Task details
Reproduce the stretch from the line containing "trace: tram headlight" through the end of the entries, changing "several separate parts" to "multiple separate parts" and leaving everything else the same.
** START Materials provided **
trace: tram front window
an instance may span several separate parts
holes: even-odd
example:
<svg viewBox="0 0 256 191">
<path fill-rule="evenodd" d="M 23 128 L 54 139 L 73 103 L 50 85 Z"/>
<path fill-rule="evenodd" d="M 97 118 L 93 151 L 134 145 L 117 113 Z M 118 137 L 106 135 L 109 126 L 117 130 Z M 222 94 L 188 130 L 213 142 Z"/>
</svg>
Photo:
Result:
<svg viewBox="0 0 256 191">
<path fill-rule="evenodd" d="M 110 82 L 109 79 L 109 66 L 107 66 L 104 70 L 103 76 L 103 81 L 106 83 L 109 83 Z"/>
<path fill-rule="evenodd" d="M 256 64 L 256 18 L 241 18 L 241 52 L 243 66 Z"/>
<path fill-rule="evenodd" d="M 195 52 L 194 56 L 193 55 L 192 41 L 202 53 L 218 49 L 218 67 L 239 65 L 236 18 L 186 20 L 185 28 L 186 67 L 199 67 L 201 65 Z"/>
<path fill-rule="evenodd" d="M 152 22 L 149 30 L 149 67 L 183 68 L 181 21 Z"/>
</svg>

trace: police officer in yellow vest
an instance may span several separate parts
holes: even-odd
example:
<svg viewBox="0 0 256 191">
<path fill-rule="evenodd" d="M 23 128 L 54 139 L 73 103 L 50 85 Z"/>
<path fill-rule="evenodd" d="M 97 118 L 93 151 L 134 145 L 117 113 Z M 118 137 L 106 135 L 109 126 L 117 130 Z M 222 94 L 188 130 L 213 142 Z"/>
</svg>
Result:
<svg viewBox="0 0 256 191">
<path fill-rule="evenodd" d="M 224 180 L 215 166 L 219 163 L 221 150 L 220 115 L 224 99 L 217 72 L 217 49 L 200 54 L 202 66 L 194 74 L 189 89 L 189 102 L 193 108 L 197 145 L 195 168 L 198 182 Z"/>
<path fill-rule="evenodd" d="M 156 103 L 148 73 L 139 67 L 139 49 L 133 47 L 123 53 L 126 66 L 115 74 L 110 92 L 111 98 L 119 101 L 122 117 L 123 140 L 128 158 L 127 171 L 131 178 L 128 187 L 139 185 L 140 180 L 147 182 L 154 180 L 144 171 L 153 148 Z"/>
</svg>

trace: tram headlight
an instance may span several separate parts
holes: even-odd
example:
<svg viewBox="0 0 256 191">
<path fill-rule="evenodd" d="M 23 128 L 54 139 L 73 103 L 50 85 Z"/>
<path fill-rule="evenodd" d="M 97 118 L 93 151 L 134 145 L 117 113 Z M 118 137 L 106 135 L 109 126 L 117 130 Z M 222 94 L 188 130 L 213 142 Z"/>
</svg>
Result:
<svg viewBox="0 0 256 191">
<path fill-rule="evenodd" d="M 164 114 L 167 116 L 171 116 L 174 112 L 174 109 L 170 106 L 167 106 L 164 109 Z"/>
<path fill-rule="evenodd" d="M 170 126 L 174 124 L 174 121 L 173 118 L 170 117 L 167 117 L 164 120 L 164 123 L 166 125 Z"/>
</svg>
** END Materials provided **
Answer to the task
trace: tram headlight
an instance may span multiple separate parts
holes: even-odd
example:
<svg viewBox="0 0 256 191">
<path fill-rule="evenodd" d="M 23 128 L 54 139 L 73 103 L 50 85 Z"/>
<path fill-rule="evenodd" d="M 97 118 L 93 151 L 134 145 L 117 113 Z M 118 137 L 106 135 L 109 126 L 117 130 Z M 222 94 L 188 130 L 213 142 Z"/>
</svg>
Result:
<svg viewBox="0 0 256 191">
<path fill-rule="evenodd" d="M 164 114 L 167 116 L 171 116 L 174 112 L 174 109 L 170 106 L 167 106 L 164 109 Z"/>
<path fill-rule="evenodd" d="M 170 126 L 174 124 L 174 121 L 173 118 L 170 117 L 167 117 L 164 120 L 164 123 L 166 125 Z"/>
</svg>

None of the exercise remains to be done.